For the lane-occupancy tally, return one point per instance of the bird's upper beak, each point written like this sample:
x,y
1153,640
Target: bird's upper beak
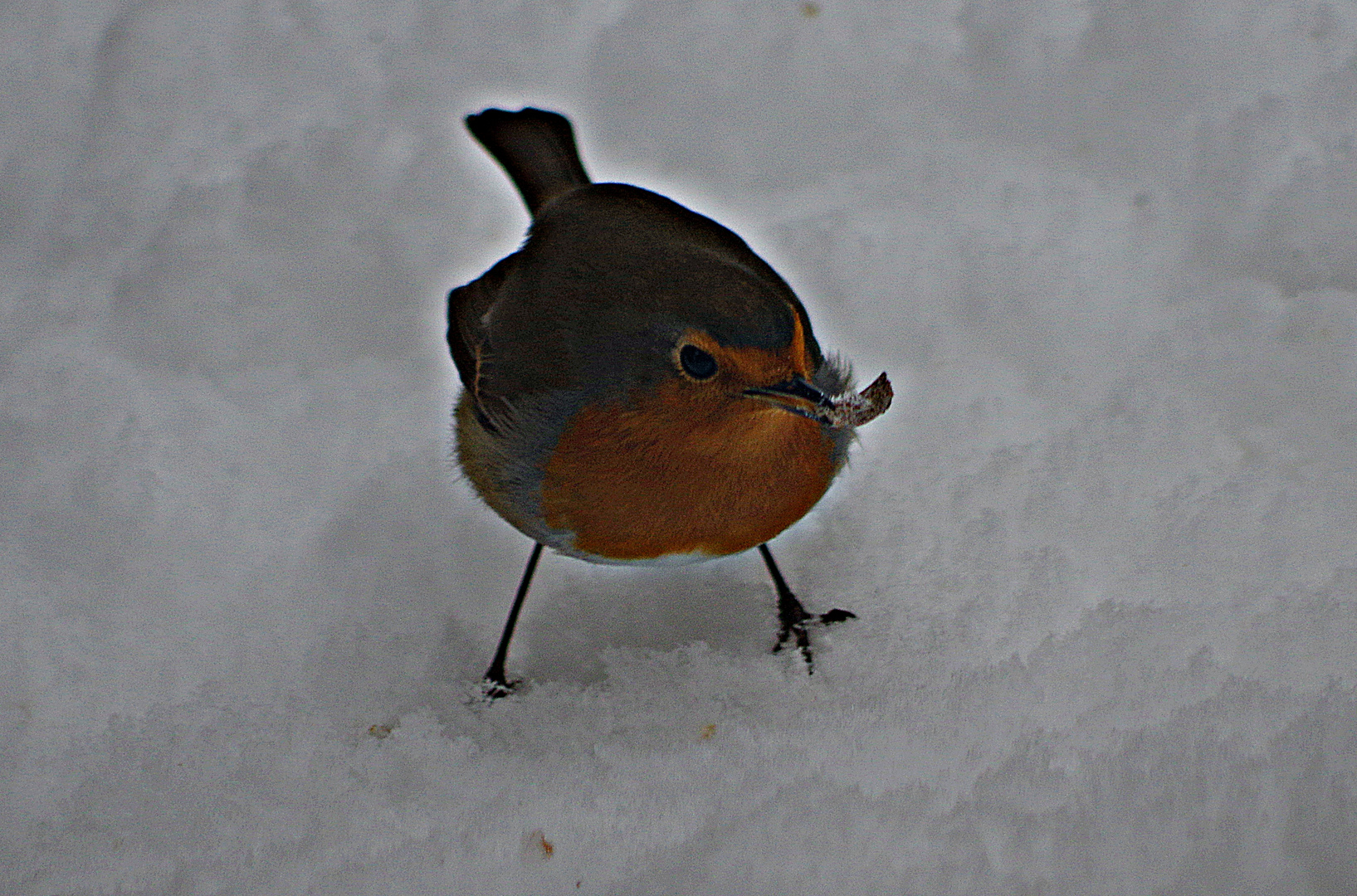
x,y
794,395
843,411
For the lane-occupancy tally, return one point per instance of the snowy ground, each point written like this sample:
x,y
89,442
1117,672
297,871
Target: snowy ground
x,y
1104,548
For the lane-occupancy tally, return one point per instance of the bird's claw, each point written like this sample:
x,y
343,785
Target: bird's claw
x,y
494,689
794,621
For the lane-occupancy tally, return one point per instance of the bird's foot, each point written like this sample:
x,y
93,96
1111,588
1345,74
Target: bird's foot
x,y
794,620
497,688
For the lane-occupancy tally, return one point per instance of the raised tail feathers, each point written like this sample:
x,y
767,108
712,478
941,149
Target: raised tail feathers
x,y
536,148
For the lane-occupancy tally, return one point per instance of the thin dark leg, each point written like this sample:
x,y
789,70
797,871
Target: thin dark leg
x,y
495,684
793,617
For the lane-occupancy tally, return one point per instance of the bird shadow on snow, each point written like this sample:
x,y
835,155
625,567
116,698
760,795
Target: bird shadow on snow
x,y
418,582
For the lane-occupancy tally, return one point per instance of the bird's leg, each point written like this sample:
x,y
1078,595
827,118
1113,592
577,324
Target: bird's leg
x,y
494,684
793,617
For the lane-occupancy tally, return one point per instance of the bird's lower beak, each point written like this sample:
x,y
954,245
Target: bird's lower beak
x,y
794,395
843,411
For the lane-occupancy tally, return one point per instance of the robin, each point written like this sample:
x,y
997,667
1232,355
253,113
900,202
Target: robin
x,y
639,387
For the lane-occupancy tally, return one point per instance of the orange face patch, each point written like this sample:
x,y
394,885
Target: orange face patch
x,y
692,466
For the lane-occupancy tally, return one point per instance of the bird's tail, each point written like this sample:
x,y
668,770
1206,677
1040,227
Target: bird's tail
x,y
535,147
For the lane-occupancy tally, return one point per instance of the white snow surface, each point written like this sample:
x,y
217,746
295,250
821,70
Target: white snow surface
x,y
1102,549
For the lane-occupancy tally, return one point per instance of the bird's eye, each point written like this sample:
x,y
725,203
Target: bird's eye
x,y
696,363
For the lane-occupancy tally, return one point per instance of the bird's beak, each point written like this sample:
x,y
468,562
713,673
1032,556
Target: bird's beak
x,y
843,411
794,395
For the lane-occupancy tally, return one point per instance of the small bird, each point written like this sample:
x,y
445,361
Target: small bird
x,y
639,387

-----

Reproduce every item above word for word, leaving the picture out of your copy.

For the lane-occupancy tally, return one point per instance of the bird's upper beak, each point written like this sample:
x,y
1153,640
Target: bird's upper beak
x,y
794,395
843,411
For the lane-occupancy tally, return one point per instance of the snowy ground, each point written like this sample:
x,y
89,442
1117,672
297,871
Target: snowy ground
x,y
1104,548
For the lane-occupancy tally, return one point per instance of the bird's claw, each point written like this sample:
x,y
343,785
Target: bird's claw
x,y
494,689
794,621
For the lane-occupancy tally, return one point per instance of the bird's foot, each point written like this sample:
x,y
93,96
1111,588
1345,74
Target: bird's foot
x,y
794,620
497,688
For the lane-occupancy tally, return one point per instance of the raised tail feathers, each point written like this sample:
x,y
767,108
712,478
941,149
Target: raised tail feathers
x,y
536,148
For the lane-occupancy tally, return one point per instance of the thin dark leg, each point written like this sample:
x,y
789,70
797,871
Target: thin dark leg
x,y
495,684
793,617
For the lane-occupancy tally, return one point per instance of the bird shadow on snow, each point written like this sample:
x,y
835,155
625,567
116,698
760,795
Target: bird shadow on snow
x,y
418,582
For the lane-occupancy tally, return one point per instance of the bird's leg, each point written like this sample:
x,y
1078,595
827,118
1113,592
577,324
Target: bird's leg
x,y
494,684
793,617
For the lane-occupancy tally, return one point per instance of the bird's lower beak, each point written like this sample:
x,y
954,245
Target: bird's lower beak
x,y
794,395
843,411
For the lane-occupancy tally, return one point per instance of the robin, each point written like this sample:
x,y
997,667
1232,355
253,113
900,202
Target: robin
x,y
639,387
For the lane-occupancy tally, return one point per instance of the orange face patch, each point written like this sample:
x,y
394,885
Target: orange face patch
x,y
692,466
For the lane-occupancy tally, return one point per instance of the bird's tail, each point written like this sample:
x,y
668,770
1206,677
1040,227
Target: bird's tail
x,y
535,147
For the lane-occupancy tally, return one point per instance of the white snow surface, each point written like this sample:
x,y
217,746
295,250
821,70
Target: white snow surface
x,y
1102,549
For the lane-occupancy tally, return one point per instance of the bird's eye, each point written like this sample:
x,y
725,203
Target: bird's eye
x,y
696,363
For the lane-occupancy tally, return one point per instance of the bird's beak, each point written like this sample:
x,y
468,562
713,673
1032,556
Target: bird's beak
x,y
843,411
794,395
For the lane-occupancy tally, return one point per instance of the small bird, each point written like this sample:
x,y
445,361
Target: small bird
x,y
639,387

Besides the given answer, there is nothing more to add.